- [Problem] Pick out each line below that contains the word "wooden", and copy those lines in full.

........

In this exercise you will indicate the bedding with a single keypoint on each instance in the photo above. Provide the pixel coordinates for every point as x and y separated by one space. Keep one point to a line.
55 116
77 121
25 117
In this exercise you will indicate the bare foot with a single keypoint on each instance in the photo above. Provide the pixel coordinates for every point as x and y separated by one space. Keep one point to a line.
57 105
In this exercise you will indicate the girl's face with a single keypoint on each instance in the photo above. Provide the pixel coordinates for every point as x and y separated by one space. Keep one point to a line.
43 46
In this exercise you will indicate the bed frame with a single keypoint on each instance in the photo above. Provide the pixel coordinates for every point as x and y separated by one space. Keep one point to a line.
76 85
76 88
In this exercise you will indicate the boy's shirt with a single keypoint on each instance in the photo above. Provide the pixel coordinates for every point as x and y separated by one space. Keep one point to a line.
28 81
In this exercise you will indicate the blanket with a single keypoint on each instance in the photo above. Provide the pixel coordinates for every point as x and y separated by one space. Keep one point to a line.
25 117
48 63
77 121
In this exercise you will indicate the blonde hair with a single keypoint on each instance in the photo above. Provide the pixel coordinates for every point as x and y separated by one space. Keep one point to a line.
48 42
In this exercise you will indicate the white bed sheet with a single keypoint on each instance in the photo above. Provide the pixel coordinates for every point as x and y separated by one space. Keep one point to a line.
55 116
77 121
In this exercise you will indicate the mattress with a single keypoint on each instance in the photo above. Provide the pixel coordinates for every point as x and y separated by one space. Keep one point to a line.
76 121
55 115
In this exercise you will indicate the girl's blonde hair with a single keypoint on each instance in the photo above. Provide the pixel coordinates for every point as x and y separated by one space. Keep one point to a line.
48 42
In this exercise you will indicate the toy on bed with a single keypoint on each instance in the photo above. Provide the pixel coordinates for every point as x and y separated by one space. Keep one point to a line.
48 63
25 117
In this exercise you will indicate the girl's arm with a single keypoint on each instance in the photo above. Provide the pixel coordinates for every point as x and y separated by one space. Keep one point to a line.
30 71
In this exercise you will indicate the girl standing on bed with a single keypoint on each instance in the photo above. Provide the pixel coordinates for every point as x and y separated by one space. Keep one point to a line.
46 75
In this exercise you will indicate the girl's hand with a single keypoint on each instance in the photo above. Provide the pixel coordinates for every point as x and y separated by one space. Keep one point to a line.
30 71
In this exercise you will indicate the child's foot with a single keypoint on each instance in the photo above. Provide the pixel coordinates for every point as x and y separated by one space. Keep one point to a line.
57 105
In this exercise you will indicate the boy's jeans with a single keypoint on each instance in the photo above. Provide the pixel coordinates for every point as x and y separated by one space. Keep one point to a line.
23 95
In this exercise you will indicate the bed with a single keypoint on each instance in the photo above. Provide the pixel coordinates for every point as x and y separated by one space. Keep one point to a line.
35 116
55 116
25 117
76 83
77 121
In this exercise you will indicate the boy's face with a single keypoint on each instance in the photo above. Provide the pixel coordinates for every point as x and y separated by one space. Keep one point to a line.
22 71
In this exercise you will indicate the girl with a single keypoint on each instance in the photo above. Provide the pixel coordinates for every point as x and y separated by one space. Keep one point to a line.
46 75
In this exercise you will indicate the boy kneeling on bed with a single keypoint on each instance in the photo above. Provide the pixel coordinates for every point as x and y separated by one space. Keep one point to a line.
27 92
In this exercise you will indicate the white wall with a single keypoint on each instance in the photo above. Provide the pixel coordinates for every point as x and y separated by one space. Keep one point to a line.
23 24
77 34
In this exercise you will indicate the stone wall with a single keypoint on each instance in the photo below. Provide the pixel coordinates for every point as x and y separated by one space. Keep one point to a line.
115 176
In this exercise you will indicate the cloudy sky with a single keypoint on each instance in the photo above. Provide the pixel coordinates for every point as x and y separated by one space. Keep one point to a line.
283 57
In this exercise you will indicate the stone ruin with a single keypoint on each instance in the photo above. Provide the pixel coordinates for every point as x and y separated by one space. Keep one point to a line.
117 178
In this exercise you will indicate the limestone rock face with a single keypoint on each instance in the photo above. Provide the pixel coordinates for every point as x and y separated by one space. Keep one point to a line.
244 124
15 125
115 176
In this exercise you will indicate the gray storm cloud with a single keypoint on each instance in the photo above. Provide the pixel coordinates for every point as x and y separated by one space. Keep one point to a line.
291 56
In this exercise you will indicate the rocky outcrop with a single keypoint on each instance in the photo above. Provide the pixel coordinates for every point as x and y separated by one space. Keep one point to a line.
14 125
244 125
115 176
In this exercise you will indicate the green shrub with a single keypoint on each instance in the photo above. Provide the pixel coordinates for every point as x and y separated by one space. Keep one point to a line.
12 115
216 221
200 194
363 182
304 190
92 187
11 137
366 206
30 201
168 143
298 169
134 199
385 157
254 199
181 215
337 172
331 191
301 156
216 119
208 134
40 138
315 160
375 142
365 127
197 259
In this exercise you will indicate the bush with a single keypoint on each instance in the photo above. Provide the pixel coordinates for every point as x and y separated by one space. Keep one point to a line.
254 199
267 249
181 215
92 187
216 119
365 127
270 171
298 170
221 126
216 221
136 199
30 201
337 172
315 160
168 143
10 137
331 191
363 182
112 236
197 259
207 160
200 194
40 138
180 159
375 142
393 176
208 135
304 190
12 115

........

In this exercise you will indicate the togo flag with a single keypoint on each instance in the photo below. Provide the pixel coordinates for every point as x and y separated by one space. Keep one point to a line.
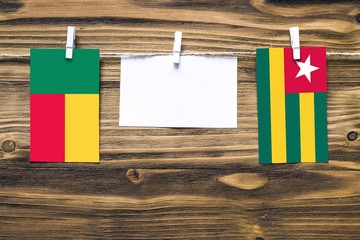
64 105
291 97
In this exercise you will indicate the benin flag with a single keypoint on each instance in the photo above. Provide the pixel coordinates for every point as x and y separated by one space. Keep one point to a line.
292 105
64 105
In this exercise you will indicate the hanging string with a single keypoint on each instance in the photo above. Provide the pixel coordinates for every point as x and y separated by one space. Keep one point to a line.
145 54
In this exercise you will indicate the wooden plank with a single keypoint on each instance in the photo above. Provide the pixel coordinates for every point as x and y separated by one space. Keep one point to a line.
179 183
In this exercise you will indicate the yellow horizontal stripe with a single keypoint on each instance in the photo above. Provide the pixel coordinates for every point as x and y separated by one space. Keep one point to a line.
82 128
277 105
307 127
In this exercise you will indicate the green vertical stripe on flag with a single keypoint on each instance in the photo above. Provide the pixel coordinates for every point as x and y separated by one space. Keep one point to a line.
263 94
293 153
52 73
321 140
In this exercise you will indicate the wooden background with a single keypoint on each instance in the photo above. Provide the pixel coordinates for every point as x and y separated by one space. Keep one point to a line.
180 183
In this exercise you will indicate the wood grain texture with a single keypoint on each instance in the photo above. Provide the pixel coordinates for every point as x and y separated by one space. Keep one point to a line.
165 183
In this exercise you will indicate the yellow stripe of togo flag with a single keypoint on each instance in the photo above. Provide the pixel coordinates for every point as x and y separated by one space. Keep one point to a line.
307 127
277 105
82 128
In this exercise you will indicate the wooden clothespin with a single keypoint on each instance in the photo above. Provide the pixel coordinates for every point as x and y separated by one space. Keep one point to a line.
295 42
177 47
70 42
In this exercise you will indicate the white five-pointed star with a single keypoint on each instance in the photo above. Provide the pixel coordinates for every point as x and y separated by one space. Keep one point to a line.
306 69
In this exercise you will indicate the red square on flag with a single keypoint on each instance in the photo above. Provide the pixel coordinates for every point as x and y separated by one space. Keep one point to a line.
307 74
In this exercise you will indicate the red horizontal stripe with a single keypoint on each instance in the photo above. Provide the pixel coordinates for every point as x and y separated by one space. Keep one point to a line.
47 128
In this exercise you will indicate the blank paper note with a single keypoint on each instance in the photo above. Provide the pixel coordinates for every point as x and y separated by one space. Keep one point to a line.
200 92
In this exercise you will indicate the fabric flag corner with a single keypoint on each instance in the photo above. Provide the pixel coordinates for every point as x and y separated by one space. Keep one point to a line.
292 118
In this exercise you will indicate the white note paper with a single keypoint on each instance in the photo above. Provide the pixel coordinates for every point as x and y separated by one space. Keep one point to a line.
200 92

........

- [Task output]
In this exercise you will indicate the wooden plank with a single keypoint on each instance in the photo above. Provide the pixel coordinates for every point as x and y separated by one space. Keep one point to a line.
In this exercise you will indicate the wooden background with a single keypoint on each instance in the photo above. Provide the pixel coordinates for every point as x and y separated by one space. Keep one point to a line.
In this exercise you will indicate the wooden clothespin with a single keypoint on each instance in the photo above. Provide the pixel coordinates for every point as x and y separated by one space. Keep one point to a line.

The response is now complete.